■ EXERCISE OBJECTIVE
Change "Traffic camera module" to "Street camera unit" wherever it occurs in the records below, and write the records out again with nothing else altered.

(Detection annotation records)
<<<<
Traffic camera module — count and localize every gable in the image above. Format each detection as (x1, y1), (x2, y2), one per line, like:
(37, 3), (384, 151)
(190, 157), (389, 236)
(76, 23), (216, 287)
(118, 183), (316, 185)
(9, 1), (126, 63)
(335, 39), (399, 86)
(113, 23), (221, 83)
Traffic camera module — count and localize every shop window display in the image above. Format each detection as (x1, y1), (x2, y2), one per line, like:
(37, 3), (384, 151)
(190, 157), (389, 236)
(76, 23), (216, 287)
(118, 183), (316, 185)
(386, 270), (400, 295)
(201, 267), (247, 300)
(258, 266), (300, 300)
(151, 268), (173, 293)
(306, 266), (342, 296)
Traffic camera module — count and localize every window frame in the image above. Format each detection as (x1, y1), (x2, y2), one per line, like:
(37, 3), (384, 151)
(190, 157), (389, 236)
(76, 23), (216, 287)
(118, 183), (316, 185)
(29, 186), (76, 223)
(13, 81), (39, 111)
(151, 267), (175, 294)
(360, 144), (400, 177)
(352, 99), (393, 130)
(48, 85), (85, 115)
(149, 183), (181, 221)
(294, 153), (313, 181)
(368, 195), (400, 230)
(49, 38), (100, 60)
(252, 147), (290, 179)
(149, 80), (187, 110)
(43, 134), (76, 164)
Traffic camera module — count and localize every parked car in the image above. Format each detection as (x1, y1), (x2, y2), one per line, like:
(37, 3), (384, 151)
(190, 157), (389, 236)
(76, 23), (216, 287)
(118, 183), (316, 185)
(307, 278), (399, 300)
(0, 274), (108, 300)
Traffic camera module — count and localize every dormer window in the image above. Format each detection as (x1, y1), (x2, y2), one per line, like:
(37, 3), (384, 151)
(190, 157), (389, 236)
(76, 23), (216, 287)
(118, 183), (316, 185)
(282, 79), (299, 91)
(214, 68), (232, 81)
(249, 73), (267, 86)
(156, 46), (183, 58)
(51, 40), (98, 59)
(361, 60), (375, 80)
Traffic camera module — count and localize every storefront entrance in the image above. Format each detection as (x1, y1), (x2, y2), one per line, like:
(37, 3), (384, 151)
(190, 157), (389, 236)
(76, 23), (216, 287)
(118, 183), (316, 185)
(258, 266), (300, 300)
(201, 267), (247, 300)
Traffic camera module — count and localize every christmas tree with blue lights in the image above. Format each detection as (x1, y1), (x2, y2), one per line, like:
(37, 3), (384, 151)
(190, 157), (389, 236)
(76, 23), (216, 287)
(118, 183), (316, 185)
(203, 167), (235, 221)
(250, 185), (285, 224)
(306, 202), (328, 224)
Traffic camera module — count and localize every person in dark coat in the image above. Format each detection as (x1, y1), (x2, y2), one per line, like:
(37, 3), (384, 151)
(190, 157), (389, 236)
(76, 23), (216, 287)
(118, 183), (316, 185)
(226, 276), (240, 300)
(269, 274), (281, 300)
>>>>
■ RESPONSE BELOW
Street camera unit — count and localize every gable in the image above. Format each detection as (x1, y1), (x2, y2), one per line, like:
(37, 3), (384, 151)
(190, 157), (389, 236)
(76, 23), (216, 287)
(118, 183), (316, 185)
(9, 1), (126, 63)
(335, 39), (399, 86)
(113, 23), (221, 83)
Street camera unit — count and localize every shop window display in the image above. Format each detection as (x1, y1), (x2, y2), one per line, like:
(37, 3), (384, 151)
(190, 157), (389, 236)
(76, 23), (216, 287)
(118, 183), (316, 185)
(386, 270), (400, 295)
(201, 267), (247, 300)
(258, 266), (300, 300)
(151, 268), (173, 293)
(306, 266), (342, 296)
Street camera unit — count and localize every window frame in the image above. Format each detection as (x1, y1), (x2, y2), one per line, like:
(37, 3), (384, 151)
(190, 157), (389, 236)
(76, 23), (216, 287)
(118, 183), (316, 185)
(29, 186), (76, 223)
(13, 81), (39, 111)
(151, 267), (175, 294)
(360, 144), (400, 177)
(352, 99), (393, 130)
(48, 85), (85, 115)
(149, 183), (181, 221)
(294, 153), (313, 181)
(368, 195), (400, 230)
(49, 38), (100, 60)
(252, 147), (290, 179)
(149, 80), (187, 110)
(43, 134), (76, 164)
Street camera unit — count and localize every parked car in the image above. Format each detection as (x1, y1), (x2, y2), one per line, like:
(37, 3), (384, 151)
(190, 157), (389, 236)
(76, 23), (216, 287)
(118, 183), (316, 185)
(307, 278), (399, 300)
(0, 274), (108, 300)
Street camera unit — count and localize every dormer window in the image above. Format each detection as (x1, y1), (x2, y2), one per line, like:
(37, 3), (384, 151)
(190, 157), (389, 236)
(76, 23), (216, 287)
(118, 183), (316, 185)
(282, 79), (299, 91)
(214, 68), (232, 81)
(249, 73), (267, 86)
(156, 46), (183, 58)
(51, 40), (98, 59)
(361, 60), (375, 80)
Street camera unit — count and localize every storefront entrance in the image above. Format each detection as (x1, y1), (x2, y2), one per line, like:
(37, 3), (384, 151)
(190, 157), (389, 236)
(76, 23), (216, 287)
(118, 183), (316, 185)
(258, 266), (300, 300)
(201, 267), (247, 300)
Street camera unit — count and localize every christmas tree with blue lights in the image above. Format each detection as (x1, y1), (x2, y2), one per line, like:
(37, 3), (384, 151)
(190, 157), (389, 236)
(76, 23), (216, 287)
(118, 183), (316, 185)
(203, 167), (235, 221)
(250, 185), (285, 224)
(306, 202), (328, 224)
Street camera unit — count and localize every person in dark coat in the image above. Format each detection as (x1, y1), (x2, y2), one per line, like:
(37, 3), (384, 151)
(190, 157), (389, 236)
(76, 23), (216, 287)
(118, 183), (316, 185)
(226, 276), (240, 300)
(269, 274), (281, 300)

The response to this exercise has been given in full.